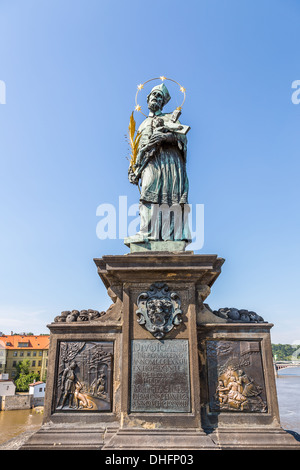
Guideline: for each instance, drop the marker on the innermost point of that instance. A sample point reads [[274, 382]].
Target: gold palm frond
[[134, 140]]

...

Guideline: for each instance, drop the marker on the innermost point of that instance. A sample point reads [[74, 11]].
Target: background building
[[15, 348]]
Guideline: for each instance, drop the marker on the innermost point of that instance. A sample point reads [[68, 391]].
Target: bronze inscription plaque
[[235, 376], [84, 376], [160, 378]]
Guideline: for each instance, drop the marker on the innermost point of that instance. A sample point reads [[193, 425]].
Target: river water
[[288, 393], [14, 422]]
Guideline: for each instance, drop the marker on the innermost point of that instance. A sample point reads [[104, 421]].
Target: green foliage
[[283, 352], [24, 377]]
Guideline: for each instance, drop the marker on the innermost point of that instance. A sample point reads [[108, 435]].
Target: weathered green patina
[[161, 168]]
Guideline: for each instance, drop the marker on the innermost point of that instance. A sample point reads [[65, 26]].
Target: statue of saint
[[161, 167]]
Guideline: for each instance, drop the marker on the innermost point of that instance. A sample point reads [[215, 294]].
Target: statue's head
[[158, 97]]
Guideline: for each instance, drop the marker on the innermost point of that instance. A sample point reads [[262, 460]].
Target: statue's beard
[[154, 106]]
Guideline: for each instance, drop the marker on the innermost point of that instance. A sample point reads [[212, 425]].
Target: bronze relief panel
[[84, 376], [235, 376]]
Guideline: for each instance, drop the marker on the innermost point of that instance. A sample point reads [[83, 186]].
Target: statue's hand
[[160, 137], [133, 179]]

• [Stated goal] Print again the entries starting with the line that contains "reads [[212, 425]]." and going on through the line that contains "[[160, 137], [133, 179]]", keeping every line unchanged.

• [Output for this task]
Guideline: for each instance, drop the marker on the innermost point of that instance. A sample point reads [[212, 425]].
Target: bronze relief panel
[[84, 376], [235, 376]]
Guideline: for each instance, drop the marker on the innermost point of that instance. A sample point reads [[83, 186]].
Target: statue's hand
[[160, 137], [133, 179]]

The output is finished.